◆ **AIM**: Could you recast the stretch of the records from the line containing "the wooden stake" through the line containing "Target: wooden stake" as a JSON list of strings, one string per line and with blank lines left out?

◆ **DATA LINES**:
= = =
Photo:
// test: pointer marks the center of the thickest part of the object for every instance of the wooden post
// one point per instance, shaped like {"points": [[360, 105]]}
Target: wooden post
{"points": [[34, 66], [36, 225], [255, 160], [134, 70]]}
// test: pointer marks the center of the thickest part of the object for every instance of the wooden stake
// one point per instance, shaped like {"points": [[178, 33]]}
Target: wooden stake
= = =
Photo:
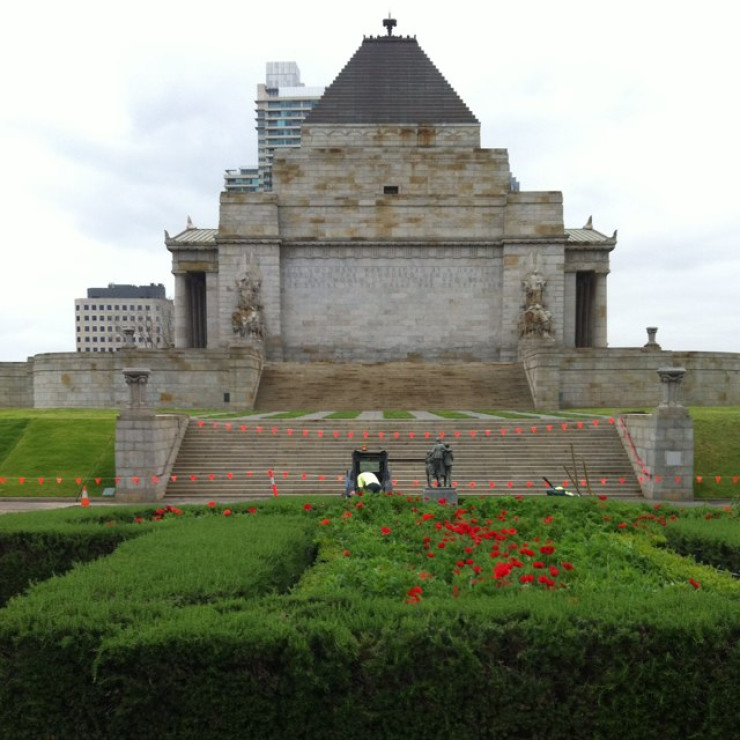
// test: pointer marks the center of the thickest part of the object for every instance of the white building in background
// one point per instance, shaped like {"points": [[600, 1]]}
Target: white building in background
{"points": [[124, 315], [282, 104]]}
= = =
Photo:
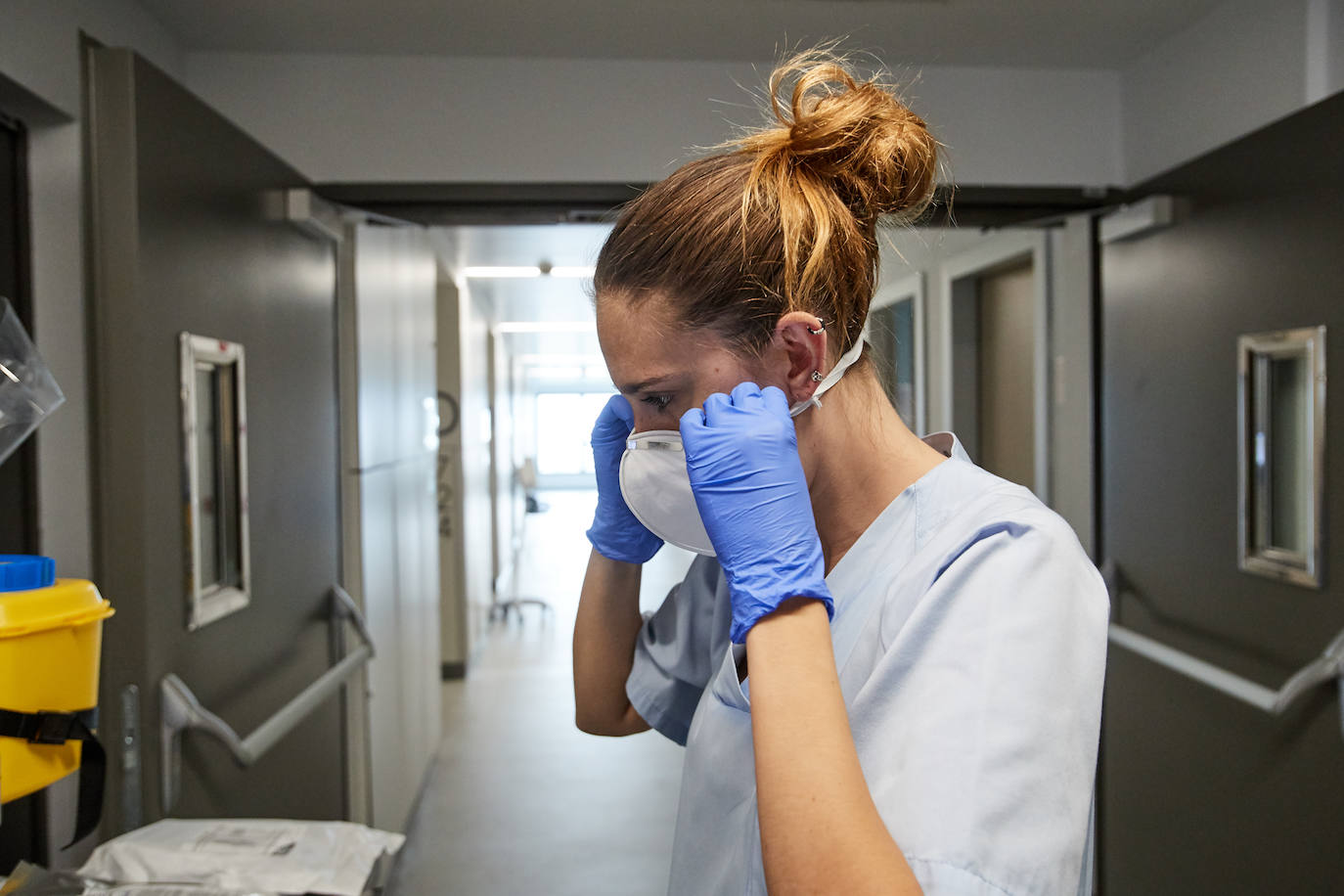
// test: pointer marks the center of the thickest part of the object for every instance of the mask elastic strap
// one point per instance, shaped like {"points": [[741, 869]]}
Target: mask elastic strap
= = =
◆ **RESULT**:
[
  "// test: pointer marks the center of the thickest part of the object for every instance of the wooden stake",
  "// one point per instance, shaped like {\"points\": [[178, 33]]}",
  "Target: wooden stake"
]